• _SOURCE TEXT_
The Temporary Foreign Worker Program

The fastest growing category of migrant workers in Canada, as is the case worldwide, is the undocumented worker. Studies and statistics regarding these workers are rare. One study in 2011, funded by the Canadian Institutes of Health Research, estimated that between 200,000 and 500,000 undocumented workers live in Canada. They are concentrated in Ontario, where they are employed mainly in construction, hospitality and agriculture.

The study also showed that many of the undocumented workers began their work in Canada as "documented workers," including through the Temporary Foreign Worker Program (TFWP), and had become undocumented because of the conditions of servitude and arbitrariness that are the trademark of this program. Among other things, many temporary foreign workers whose employment contract with an employer is broken, whether through the employer terminating the contract or the worker leaving the particular job due to untenable conditions, remain in Canada as undocumented workers.

Various governments present the situation facing temporary foreign workers as one governed by rules, unlike that of undocumented workers. They say, for example, that temporary foreign workers are covered by federal and provincial minimum labour standards laws, have access to many social programs and public services, and have a path to permanent residence, while undocumented workers, although working, are considered outside those laws and are criminalized as outlaws in a vulnerable state of lawlessness.

The objective conditions of servitude in which undocumented workers work are such that there are few official rules in force regarding their employment and living conditions, with most left to the dictate of the employer. This vulnerability to arbitrary dictate includes even documented workers within the narrow confines of the TFWP and associated programs. Their rights are subject to abuse, including their fundamental right to be equal members of the polity without living under constant threat of being deported.

The situation for foreign workers is marked by the arbitrariness of employers in Canada and the agencies, both Canadian and foreign, that recruit them in their country. Governments keep foreign workers in a vulnerable position and open to abuse by refusing to abolish their temporary status. Without their rights guaranteed, their dignity as workers is denied and their precarious status is maintained.

Temporary Foreign Worker Program (TFWP)

The federal TFWP includes two subprograms: Live-in Caregiver Program and the Seasonal Agricultural Worker Program. A range of other workers also belong to the general category of temporary foreign workers. The TFWP and the International Mobility Program (IMP) were one program until the Harper Government made the IMP a separate program in 2014.

Labour Market Opinion

Research conducted by the Economics, Resources and International Affairs Division of the Canadian government found that on December 1, 2013, there were 386,406 temporary foreign workers in Canada. Of these, 126,816 were subject to a labour market opinion, and 259,590 were not subject to a labour market opinion.

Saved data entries

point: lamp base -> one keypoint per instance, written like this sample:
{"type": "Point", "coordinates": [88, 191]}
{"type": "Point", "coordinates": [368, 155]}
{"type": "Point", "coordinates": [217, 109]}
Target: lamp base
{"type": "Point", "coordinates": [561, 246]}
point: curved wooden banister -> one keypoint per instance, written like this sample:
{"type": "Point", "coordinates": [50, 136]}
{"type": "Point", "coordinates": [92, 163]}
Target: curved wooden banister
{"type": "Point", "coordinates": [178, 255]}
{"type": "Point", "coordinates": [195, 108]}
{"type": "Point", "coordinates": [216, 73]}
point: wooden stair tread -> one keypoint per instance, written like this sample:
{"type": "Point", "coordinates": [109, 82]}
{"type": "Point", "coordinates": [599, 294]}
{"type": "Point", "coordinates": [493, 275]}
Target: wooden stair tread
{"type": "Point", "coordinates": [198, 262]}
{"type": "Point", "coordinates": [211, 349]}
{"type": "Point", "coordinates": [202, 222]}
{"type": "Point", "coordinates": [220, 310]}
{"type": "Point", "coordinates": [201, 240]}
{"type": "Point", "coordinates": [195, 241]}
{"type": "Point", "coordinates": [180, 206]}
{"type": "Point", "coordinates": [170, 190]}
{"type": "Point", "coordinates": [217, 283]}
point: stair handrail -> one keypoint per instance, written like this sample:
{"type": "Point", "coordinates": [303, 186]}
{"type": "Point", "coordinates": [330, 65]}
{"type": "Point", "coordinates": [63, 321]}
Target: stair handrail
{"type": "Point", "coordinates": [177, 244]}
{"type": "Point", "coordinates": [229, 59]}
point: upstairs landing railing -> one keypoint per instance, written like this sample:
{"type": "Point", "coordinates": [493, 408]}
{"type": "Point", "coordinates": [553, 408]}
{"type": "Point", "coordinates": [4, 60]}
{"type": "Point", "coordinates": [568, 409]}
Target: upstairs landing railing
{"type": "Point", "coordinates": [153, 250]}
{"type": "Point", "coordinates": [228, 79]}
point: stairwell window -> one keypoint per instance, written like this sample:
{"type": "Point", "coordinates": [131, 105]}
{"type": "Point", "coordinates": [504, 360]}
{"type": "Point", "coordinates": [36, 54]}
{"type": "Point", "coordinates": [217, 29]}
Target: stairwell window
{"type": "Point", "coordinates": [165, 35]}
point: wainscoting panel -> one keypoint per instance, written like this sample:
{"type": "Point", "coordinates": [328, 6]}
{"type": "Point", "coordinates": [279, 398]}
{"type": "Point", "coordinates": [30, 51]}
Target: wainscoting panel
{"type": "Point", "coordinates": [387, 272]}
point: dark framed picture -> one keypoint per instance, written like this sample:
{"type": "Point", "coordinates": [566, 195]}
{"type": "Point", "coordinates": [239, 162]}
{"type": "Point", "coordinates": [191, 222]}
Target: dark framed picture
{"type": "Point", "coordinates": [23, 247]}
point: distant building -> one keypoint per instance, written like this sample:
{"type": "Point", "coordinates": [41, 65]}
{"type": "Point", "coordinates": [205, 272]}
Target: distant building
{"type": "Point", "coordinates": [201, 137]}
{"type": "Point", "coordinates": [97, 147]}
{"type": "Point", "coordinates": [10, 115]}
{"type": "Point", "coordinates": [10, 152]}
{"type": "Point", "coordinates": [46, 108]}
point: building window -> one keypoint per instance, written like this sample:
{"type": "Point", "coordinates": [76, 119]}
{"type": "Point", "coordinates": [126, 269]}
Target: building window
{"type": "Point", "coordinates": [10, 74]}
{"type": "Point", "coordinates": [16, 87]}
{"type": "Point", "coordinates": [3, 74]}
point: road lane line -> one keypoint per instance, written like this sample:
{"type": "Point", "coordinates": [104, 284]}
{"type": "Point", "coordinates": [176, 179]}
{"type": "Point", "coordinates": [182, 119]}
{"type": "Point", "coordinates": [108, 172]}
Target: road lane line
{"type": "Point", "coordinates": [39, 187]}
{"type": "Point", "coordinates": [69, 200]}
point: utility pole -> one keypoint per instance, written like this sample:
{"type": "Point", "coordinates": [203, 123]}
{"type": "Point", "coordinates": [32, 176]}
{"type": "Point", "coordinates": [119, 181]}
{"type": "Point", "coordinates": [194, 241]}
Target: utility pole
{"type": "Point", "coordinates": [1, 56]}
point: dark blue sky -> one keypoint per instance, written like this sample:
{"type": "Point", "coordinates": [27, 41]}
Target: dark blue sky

• _TASKS TO COMPLETE_
**A)** In the article on the Temporary Foreign Worker Program, in what year did the Harper Government make the International Mobility Program a separate program?
**B)** Extend the article on the Temporary Foreign Worker Program, picking up after its final sentence.

• _ANSWERS FOR THE EXERCISE_
**A)** 2014

**B)**
Employers who want to recruit temporary foreign workers in general must submit a Labour Market Impact Assessment (LMIA), while employers who want to recruit through the IMP do not have to do this. The requirement for an LMIA is based on the charade that the TFWP is strictly intended to temporarily fill positions for which no Canadian citizen or permanent resident is available. This is a charade because foreign workers have been coming to Canada for decades to occupy positions in many sectors, such as agriculture, live-in caregivers, hospitality and food processing. The positions are not and never have been temporary, only the workers that fill those permanent positions are temporary. Their temporary status is an instrument to keep them vulnerable, in the lowest paid jobs, in the worst conditions and with their rights denied, and puts downward pressure on wages generally.

Employers who recruit workers through the IMP do not require an LMIA because the program, according to official propaganda, is intended to provide greater competitive advantages to Canada economically, culturally or otherwise. This includes, among other things, the mobility of labour under free trade agreements. The IMP, unlike the TFWP, includes an open work permit that does not bind the participant to a single employer. It also offers an easier route to permanent residence status precisely because it is seen as beneficial to Canada's competitiveness to keep those particular workers in the country.

Temporary foreign workers requiring an LMIA are contractually bound to a sole employer under conditions similar to indentured labour. The contracted condition makes it difficult to leave an abusive employer or dangerous job without being subjected to immediate removal from the country because when the contract is broken the worker no longer has a legal status under the rules of the LMIA.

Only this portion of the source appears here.